Required work | Rewrite the rows starting at the first one and ending at the line containing "x=528, y=339", with "wheel arch" changed to "wheel well" and everything else left as it is. Leave the pictures out of your answer.

—————

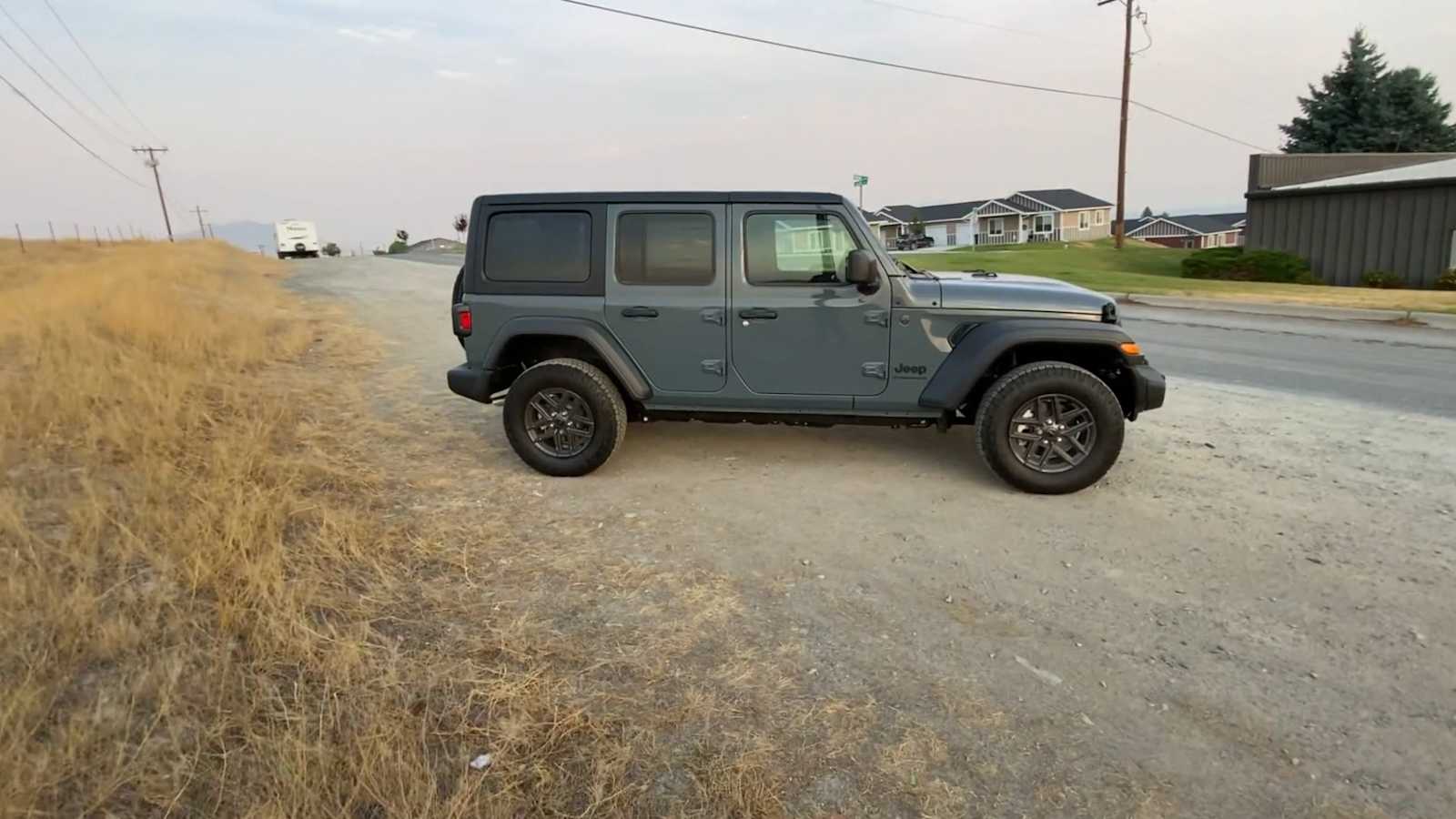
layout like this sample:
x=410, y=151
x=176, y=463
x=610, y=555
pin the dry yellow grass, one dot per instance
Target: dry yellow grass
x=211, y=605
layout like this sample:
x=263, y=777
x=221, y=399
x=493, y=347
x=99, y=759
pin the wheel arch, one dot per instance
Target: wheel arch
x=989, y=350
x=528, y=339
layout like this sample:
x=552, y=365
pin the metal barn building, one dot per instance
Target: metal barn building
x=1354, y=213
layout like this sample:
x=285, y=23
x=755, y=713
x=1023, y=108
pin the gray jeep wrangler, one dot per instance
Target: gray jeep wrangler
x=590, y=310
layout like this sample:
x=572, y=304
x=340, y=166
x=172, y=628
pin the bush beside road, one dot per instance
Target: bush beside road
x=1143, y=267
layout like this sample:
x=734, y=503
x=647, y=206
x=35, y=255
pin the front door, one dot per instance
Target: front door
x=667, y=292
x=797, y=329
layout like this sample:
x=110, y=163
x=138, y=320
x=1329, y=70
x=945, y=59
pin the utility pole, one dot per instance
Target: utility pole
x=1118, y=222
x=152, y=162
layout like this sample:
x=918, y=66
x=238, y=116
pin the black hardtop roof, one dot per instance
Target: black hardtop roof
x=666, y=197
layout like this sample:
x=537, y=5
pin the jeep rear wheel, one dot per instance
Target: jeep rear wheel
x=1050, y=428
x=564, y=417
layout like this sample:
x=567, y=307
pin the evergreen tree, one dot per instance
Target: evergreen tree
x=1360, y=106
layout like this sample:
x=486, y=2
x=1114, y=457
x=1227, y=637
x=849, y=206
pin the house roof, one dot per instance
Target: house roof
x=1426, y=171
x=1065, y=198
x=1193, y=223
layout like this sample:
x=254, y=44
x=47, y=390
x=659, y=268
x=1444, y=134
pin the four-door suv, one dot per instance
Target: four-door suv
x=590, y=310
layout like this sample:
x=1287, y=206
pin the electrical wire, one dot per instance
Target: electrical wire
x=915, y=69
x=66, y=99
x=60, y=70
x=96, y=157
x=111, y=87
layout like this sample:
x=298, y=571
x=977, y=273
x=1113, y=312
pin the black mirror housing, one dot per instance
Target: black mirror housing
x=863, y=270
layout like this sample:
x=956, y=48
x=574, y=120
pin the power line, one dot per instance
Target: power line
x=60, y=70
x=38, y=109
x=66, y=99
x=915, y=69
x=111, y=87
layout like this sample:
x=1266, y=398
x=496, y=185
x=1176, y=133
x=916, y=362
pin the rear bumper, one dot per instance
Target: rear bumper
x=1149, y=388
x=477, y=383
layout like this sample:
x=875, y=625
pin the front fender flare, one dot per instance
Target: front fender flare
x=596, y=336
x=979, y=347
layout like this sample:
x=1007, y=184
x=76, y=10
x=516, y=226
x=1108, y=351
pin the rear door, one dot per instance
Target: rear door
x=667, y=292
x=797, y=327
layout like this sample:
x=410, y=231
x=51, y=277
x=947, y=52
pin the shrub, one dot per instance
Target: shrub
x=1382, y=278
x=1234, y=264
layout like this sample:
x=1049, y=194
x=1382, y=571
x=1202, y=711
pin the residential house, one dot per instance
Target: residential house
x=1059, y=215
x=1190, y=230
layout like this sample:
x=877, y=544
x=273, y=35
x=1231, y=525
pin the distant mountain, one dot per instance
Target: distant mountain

—————

Response to the task |
layout like this sample:
x=410, y=151
x=176, y=463
x=610, y=555
pin the dry yellow grass, one dot per instance
Target: dry yellow grass
x=211, y=605
layout like this sample:
x=263, y=777
x=221, y=399
x=493, y=347
x=99, y=759
pin the wheel well, one dot per instance
Target: wheel well
x=989, y=350
x=528, y=339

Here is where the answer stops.